## EXERCISE INPUTS
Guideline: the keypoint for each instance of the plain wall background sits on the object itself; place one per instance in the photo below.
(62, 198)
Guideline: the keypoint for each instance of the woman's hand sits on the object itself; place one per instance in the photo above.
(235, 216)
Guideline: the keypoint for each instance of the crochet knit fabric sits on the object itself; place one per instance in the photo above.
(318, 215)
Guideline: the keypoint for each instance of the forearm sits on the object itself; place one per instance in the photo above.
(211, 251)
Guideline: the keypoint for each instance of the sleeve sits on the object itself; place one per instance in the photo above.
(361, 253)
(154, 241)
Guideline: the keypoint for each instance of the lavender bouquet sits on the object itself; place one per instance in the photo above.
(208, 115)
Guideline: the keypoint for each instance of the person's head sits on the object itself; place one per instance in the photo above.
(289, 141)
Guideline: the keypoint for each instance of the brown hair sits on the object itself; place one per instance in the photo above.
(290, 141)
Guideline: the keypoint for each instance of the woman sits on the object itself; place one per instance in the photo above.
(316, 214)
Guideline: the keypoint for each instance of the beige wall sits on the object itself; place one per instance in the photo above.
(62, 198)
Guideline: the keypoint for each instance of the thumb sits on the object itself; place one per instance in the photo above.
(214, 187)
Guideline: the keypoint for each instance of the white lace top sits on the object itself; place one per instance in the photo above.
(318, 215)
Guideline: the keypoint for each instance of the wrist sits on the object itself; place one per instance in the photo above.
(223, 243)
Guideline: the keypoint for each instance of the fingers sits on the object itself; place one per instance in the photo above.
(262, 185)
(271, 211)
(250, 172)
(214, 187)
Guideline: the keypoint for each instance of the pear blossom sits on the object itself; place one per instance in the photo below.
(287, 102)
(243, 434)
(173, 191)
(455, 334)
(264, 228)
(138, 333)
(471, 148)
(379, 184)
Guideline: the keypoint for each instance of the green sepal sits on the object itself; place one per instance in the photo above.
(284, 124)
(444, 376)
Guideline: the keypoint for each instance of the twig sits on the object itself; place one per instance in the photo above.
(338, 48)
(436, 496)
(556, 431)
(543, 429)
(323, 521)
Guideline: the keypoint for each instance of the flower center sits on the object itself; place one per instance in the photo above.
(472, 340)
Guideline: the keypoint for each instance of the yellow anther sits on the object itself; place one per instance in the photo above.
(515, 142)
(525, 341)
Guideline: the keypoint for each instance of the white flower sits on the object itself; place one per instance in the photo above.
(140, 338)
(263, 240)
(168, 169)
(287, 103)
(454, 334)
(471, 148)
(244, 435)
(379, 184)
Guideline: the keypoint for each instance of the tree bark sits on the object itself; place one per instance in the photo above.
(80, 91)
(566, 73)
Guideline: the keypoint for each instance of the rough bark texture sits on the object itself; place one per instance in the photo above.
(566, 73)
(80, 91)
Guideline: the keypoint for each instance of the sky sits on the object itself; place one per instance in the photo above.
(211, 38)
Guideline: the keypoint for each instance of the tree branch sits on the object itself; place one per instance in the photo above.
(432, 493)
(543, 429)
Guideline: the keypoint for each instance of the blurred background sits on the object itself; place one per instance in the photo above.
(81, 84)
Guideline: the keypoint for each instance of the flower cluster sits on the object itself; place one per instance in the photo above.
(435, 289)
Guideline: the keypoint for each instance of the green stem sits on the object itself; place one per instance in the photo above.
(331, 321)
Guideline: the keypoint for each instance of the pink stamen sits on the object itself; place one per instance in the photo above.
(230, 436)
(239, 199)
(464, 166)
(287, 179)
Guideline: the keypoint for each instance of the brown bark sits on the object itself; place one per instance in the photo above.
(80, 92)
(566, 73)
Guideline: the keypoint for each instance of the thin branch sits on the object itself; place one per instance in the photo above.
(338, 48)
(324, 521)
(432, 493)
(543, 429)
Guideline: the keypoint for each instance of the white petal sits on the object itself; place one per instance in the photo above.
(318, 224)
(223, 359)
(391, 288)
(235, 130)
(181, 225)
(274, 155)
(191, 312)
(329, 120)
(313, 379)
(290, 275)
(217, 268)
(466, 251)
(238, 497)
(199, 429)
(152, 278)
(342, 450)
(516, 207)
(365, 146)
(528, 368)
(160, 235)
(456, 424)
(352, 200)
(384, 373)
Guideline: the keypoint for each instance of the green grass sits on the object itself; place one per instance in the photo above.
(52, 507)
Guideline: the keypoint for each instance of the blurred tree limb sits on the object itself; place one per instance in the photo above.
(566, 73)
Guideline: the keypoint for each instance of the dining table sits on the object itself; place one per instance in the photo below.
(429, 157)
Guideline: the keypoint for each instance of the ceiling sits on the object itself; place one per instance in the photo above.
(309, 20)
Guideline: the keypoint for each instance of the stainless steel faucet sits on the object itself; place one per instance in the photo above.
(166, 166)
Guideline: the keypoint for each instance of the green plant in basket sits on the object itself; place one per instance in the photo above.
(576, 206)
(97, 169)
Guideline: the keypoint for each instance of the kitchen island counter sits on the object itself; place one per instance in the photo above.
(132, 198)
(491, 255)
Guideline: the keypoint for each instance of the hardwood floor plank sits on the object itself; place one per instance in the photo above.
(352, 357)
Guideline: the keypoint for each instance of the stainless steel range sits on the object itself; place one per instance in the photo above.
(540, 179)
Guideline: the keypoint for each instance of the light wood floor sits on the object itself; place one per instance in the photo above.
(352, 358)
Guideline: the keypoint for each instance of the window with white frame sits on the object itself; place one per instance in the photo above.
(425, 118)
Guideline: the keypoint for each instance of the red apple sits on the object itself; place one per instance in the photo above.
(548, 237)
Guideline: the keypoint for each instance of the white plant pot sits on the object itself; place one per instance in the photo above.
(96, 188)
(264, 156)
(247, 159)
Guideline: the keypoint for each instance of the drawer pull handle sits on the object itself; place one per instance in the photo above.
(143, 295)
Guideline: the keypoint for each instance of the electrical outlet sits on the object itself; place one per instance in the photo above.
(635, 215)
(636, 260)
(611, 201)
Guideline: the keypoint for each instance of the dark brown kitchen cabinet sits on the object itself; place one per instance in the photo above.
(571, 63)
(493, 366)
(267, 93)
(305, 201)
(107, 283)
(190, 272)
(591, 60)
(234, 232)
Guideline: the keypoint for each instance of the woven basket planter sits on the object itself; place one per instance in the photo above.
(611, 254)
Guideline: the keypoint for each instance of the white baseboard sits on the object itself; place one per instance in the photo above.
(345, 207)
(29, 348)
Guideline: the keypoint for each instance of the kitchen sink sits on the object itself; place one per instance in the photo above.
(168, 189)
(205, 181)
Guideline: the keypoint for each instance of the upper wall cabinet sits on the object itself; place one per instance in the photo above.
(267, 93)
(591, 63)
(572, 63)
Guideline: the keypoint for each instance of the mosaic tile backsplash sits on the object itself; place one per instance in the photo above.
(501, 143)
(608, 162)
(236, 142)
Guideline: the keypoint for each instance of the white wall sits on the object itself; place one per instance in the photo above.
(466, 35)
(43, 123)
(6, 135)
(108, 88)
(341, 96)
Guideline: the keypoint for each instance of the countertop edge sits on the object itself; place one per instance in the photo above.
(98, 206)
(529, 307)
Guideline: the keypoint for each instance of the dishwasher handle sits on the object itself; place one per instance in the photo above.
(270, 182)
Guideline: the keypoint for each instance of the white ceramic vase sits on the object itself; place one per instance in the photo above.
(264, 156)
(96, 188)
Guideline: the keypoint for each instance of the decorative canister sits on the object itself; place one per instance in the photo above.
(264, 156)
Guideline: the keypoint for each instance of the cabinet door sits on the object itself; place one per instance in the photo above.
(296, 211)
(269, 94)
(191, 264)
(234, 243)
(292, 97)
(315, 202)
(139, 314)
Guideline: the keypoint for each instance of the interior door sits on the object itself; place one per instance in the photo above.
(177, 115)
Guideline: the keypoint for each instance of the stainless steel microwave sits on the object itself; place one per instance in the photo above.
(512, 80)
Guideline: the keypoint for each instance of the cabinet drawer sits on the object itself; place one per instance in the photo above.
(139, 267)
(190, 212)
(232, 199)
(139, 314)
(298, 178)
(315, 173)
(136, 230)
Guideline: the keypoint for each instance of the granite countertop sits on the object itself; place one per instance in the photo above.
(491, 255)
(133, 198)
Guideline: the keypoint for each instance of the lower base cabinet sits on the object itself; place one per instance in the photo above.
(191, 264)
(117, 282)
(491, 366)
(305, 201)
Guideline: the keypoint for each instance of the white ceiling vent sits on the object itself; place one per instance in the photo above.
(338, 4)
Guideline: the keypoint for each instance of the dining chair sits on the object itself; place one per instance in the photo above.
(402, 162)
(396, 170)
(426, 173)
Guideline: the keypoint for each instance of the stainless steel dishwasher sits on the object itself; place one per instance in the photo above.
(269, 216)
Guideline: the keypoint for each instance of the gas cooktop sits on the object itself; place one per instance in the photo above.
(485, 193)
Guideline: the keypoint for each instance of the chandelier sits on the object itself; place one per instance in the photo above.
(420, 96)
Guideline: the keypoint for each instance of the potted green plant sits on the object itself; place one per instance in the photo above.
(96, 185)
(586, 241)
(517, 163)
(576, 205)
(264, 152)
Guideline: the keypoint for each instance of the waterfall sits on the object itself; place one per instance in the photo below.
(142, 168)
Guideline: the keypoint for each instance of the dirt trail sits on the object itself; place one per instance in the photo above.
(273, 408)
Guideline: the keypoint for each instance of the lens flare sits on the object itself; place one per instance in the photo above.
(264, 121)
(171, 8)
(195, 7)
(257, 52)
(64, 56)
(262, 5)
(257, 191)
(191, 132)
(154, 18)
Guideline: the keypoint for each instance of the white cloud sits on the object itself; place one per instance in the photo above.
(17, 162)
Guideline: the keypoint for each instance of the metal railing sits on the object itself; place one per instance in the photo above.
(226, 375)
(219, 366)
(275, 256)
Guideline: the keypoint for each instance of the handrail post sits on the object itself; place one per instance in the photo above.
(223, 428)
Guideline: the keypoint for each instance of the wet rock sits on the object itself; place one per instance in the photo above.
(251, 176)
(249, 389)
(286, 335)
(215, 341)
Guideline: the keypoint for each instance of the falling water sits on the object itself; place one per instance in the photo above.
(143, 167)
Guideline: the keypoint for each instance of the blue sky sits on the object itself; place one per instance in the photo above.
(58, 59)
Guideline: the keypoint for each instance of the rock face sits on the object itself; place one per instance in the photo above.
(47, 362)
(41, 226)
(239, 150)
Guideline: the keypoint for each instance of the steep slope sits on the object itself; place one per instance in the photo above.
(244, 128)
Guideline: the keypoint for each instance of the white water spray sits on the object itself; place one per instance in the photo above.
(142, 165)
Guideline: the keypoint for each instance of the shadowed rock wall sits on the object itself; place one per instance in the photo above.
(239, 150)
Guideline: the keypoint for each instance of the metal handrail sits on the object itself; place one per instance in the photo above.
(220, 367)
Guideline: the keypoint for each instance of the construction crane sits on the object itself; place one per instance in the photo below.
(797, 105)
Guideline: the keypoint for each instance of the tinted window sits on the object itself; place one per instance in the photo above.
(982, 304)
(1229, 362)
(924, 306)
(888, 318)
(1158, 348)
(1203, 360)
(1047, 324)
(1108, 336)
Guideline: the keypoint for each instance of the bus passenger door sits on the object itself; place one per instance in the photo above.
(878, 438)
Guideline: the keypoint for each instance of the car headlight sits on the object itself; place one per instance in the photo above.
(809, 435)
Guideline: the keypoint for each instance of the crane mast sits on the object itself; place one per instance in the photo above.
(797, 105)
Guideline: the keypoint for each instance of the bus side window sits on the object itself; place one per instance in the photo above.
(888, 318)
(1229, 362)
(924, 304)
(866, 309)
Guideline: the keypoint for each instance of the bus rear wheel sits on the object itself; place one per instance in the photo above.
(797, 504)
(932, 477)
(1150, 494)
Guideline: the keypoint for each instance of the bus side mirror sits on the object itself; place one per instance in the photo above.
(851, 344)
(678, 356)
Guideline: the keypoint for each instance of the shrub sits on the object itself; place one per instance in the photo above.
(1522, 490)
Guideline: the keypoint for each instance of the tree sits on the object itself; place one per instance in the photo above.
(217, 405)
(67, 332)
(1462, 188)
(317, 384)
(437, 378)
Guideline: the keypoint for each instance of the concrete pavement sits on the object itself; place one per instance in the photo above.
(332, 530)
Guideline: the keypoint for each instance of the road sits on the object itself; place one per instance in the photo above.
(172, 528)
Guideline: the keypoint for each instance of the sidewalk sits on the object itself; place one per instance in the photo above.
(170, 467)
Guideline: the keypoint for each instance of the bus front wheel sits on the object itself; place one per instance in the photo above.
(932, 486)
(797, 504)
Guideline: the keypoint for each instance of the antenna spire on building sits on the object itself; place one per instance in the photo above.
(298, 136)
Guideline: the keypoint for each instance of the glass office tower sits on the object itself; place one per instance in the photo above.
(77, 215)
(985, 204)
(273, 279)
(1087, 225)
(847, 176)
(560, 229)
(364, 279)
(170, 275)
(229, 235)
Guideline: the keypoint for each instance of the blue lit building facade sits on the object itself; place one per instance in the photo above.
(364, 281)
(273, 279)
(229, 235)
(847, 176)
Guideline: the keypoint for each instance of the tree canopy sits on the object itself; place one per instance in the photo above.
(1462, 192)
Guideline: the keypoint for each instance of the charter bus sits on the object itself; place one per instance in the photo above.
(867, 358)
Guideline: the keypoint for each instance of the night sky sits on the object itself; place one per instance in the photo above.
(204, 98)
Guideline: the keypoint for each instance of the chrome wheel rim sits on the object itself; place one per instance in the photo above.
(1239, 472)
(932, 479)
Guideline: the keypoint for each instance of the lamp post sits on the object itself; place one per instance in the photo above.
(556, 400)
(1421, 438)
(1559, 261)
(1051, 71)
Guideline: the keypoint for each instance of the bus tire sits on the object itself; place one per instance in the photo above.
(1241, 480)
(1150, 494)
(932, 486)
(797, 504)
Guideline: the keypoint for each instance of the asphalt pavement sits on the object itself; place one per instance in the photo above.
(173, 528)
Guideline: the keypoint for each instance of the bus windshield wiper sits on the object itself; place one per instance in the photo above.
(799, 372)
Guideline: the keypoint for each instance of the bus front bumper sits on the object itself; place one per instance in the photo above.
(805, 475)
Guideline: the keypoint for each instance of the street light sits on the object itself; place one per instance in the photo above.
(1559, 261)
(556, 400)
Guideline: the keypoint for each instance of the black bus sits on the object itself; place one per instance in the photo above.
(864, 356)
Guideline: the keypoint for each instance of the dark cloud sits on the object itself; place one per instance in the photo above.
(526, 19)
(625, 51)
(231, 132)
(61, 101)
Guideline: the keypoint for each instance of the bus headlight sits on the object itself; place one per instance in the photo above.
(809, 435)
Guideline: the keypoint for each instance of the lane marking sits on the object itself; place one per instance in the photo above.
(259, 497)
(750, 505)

## TASK PROMPT
Revise the listing starting at the line containing "Guideline: the keypoint for each instance of the white water" and ending at the line containing "(1522, 490)". Change every "keypoint" to "marker", leave everything else unchanged, and return only those lines.

## SOLVED PROBLEM
Guideline: the marker for each instance of the white water spray sits on the object itself; place one per instance in the photo above.
(142, 165)
Guideline: the marker for each instance of the shadowed rock wall sits on the object itself; place one per instance in the photo above.
(239, 150)
Guideline: the marker for each instance of the metal handrail sits on the object itself; place one per instance in the photo above.
(220, 367)
Guideline: the marker for each instance of the construction crane sits on the object itself; place one per instance in the photo below.
(797, 105)
Guideline: the marker for each instance of the tinted window sits on the object itself; place one per instance in the photo above.
(982, 304)
(1229, 362)
(924, 306)
(888, 318)
(1158, 348)
(1203, 360)
(1047, 324)
(1108, 336)
Guideline: the marker for each instance of the bus passenger door sits on the object itself; place one per instance in the photo above.
(878, 438)
Guideline: the marker for each instance of the car headlight sits on the object itself; place one per instance in the photo above.
(809, 435)
Guideline: the marker for each instance of the crane mast sits on the object itself; place one per instance in the photo above.
(797, 105)
Guideline: the marker for each instance of the bus side window sits on the object itself; place one per instance in the photo above.
(888, 318)
(1229, 362)
(924, 304)
(866, 309)
Guideline: the marker for each instance of the bus rear wheel sits on the object itself; place one per instance in the photo above.
(797, 504)
(932, 477)
(1150, 494)
Guideline: the marker for each instance of the bus side mirror sits on the object itself; place one per instance in the photo above.
(851, 344)
(678, 356)
Guideline: the marker for each instance of the shrub sits on the object itself; place one per instance in the photo above.
(1522, 490)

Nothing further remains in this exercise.